Required task:
Each line that follows should be printed again exactly as it stands.
== Listed records
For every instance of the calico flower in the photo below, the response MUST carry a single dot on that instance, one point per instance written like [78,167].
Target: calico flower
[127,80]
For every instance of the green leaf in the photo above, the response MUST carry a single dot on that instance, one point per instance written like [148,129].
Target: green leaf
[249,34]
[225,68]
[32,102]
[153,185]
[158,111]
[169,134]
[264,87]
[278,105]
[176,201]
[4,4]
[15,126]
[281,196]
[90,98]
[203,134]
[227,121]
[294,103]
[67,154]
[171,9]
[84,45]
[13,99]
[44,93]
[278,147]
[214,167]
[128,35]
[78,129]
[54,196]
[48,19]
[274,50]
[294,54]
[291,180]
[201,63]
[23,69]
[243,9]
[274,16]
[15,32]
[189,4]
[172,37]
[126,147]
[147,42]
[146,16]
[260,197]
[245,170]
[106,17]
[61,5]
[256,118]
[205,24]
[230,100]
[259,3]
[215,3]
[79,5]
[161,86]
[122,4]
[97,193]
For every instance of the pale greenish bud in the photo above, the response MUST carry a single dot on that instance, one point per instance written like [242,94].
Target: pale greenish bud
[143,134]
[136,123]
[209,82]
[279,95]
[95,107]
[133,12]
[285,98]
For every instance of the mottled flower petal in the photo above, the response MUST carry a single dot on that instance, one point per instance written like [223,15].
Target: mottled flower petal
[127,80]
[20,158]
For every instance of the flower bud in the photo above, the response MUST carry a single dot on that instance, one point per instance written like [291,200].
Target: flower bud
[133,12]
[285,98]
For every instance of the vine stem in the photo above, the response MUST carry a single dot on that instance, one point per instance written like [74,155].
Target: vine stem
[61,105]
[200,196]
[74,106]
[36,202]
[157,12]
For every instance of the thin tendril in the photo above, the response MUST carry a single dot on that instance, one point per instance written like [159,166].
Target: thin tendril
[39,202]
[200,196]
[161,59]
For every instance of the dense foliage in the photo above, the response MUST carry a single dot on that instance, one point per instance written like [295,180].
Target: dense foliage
====
Right answer:
For every instance of the calico flower in the photo below, the response MUST carry a single dot on that instance, one point per instance written like [78,167].
Target: calico flower
[127,80]
For every instance of the green leaf in the photo above, the response MUST carry a single dot on that instance, one point per instance written like [148,129].
Target: green leaf
[249,34]
[225,68]
[32,102]
[153,185]
[158,111]
[169,134]
[264,87]
[278,105]
[176,201]
[4,4]
[15,126]
[281,196]
[90,98]
[203,134]
[227,121]
[294,103]
[67,154]
[171,9]
[84,45]
[13,99]
[44,93]
[278,147]
[214,167]
[128,35]
[78,129]
[54,196]
[48,19]
[274,50]
[294,54]
[291,180]
[201,63]
[23,69]
[243,9]
[274,16]
[15,32]
[189,4]
[172,37]
[126,147]
[147,42]
[146,16]
[260,197]
[245,170]
[106,17]
[61,5]
[256,118]
[205,24]
[230,100]
[259,3]
[215,3]
[79,5]
[161,86]
[122,4]
[97,193]
For every instance of the pale greenish bud in the photo above, the response MUST carry a single dot on that instance, one point per instance written like [242,94].
Target: pale greenish bud
[143,134]
[136,123]
[209,82]
[279,95]
[95,107]
[133,12]
[285,98]
For every instance of the mottled flower petal in the photo above, the response MUST carry a single dot on that instance, one point per instance written like [223,15].
Target: mottled flower petal
[127,80]
[20,158]
For every instance of the flower bud in the photo above, the response MUST carry a single dot on that instance, one point per instance written like [291,200].
Target: flower bud
[133,12]
[285,98]
For every instance of the vine stem in the photo above, the response MUST carry a single dot on that instance, one point per instance written like [74,155].
Target: vine stem
[61,105]
[200,196]
[74,106]
[36,202]
[157,12]
For every instance of the thin tendril in the photo above, the response MUST carry a single dot on that instance, one point per instance written like [159,166].
Target: thin tendril
[39,202]
[200,196]
[161,59]
For every instance of the dense foliage in the photo above, the response MUST carry a single dot on that instance, one point per instance written like [295,180].
Target: dense foliage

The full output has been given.